### Vorgegebenes Ziel 1
Sammle aus den Zeilen unten jede, in der die Zeichenfolge „bubble“ vorkommt, und gib sie unverändert wieder. Groß- und Kleinschreibung zählt.

### Dokument
----
Auftritt in Opernhaus, im Killesbergpark und auf Freilichtbühne Killesberg
Die Staatsoper hatte die Stuttgarter zum Mitstricken und Häkeln für die Kulisse aufgerufen, und viele sind dem Ruf gefolgt. 60 Strickpakete wurden ausgegeben, ganze Schulklassen haben sich beteiligt – und mittlerweile sind die ersten Stücke des „Blobs“ fertig. Das Werk des Komponisten Olivier Messiaen wird von der Regisseurin Anna-Sophie Mahler im Opernhaus sowie im Killesbergpark und auf der Freilichtbühne Killesberg inszeniert. Im Lauf der Vorstellungen soll ein aus gestrickten Teilen bestehender, wuchernder Pilz immer größere Teile der Bühnen vereinnahmen, und der Schleimpilz ist ein echtes Gemeinschaftswerk.
Idee schon in Frieder Burda Museum
Für die Staatsoper ist es das erste gestrickte und gehäkelte Bühnenbild überhaupt, das für die Aufführungen auf dem Killesberg verwendet werden wird. Neu ist die Idee, mit traditioneller Handarbeit gemeinsam an einer großen Sache zu wirken, aber nicht. Im Frieder Burda Museum in Baden-Baden war im vergangenen Jahr ein besonderes Kunstprojekt zu sehen: ein buntes, leuchtendes Korallenriff aus Wolle, an dem rund 4000 Menschen weltweit beteiligt waren. Die Künstlerinnen Margaret und Christine Wertheim hatten dazu aufgerufen. Die Schwestern, die in Australien aufgewachsen sind, wollten mit ihrem gehäkelten Great Barrier Reef aus Wolle und anderen Materialien ein Zeichen gegen Umweltzerstörung und Erderwärmung setzen.
----
### Vorliegende Zeilen
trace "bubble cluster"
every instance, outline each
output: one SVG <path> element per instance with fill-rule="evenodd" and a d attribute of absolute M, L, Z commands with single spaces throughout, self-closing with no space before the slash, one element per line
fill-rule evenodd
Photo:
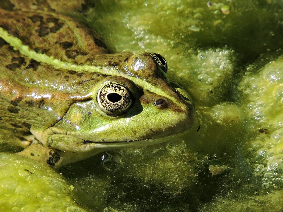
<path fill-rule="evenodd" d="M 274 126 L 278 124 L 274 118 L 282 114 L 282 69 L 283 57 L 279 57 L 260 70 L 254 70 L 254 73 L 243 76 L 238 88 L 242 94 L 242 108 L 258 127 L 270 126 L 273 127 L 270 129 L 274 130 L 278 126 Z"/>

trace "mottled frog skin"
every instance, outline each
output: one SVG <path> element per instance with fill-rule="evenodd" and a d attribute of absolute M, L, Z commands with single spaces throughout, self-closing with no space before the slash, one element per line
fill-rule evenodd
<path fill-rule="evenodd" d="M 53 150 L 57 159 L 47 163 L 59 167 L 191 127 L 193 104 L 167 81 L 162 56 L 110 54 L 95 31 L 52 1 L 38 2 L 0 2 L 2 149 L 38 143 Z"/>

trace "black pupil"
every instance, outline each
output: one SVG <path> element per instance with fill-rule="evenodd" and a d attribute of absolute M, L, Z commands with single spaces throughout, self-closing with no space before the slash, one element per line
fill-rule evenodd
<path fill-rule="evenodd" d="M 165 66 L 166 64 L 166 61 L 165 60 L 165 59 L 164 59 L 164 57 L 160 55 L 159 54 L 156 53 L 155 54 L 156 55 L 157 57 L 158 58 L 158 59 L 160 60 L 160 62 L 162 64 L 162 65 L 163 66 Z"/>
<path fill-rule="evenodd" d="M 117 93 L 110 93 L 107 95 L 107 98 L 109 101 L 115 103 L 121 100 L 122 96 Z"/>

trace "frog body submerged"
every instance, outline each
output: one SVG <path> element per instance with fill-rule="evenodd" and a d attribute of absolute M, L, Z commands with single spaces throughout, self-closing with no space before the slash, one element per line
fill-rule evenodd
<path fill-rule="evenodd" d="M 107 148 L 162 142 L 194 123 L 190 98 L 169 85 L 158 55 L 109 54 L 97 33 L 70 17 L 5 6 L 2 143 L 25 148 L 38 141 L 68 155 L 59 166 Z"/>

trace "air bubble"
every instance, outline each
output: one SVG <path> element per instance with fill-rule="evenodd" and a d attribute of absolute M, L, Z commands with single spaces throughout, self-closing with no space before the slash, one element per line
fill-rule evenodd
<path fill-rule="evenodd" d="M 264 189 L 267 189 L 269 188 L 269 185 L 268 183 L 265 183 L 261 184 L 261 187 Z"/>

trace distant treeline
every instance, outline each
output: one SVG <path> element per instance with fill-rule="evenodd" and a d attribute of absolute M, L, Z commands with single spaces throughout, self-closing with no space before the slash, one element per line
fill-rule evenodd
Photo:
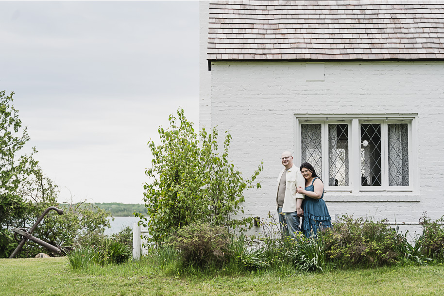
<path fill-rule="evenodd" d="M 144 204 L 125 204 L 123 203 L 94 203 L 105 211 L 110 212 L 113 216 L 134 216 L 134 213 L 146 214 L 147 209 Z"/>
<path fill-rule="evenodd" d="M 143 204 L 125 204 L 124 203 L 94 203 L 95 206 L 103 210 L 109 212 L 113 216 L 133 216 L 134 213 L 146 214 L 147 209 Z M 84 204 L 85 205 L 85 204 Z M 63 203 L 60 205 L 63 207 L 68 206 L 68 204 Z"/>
----
### Vorgegebenes Ziel 2
Gib aus dem Dokument oben den Abschnitt wortgetreu zurück, der mit „Auftritt in Opernhaus, im“ beginnt und mit „ein echtes Gemeinschaftswerk.“ endet.

### Richtiges Ergebnis 1
trace "bubble cluster"
trace "air bubble"

### Richtiges Ergebnis 2
Auftritt in Opernhaus, im Killesbergpark und auf Freilichtbühne Killesberg
Die Staatsoper hatte die Stuttgarter zum Mitstricken und Häkeln für die Kulisse aufgerufen, und viele sind dem Ruf gefolgt. 60 Strickpakete wurden ausgegeben, ganze Schulklassen haben sich beteiligt – und mittlerweile sind die ersten Stücke des „Blobs“ fertig. Das Werk des Komponisten Olivier Messiaen wird von der Regisseurin Anna-Sophie Mahler im Opernhaus sowie im Killesbergpark und auf der Freilichtbühne Killesberg inszeniert. Im Lauf der Vorstellungen soll ein aus gestrickten Teilen bestehender, wuchernder Pilz immer größere Teile der Bühnen vereinnahmen, und der Schleimpilz ist ein echtes Gemeinschaftswerk.